+++ Provided information +++
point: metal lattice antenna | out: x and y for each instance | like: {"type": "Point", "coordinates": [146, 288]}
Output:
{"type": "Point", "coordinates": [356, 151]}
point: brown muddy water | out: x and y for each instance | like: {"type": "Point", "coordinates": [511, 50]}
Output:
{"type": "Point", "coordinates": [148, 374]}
+++
+++ Provided information +++
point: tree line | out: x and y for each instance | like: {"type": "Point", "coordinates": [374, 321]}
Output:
+++
Required task:
Please find every line in the records that contains the string "Point" and copy each one. Matching is case-sensitive.

Exercise answer:
point: metal lattice antenna | out: x and y for each instance | like: {"type": "Point", "coordinates": [146, 288]}
{"type": "Point", "coordinates": [356, 151]}
point: brown muddy water | out: x and y for each instance | like: {"type": "Point", "coordinates": [511, 50]}
{"type": "Point", "coordinates": [148, 374]}
point: tree line | out: x and y for each instance | like: {"type": "Point", "coordinates": [374, 321]}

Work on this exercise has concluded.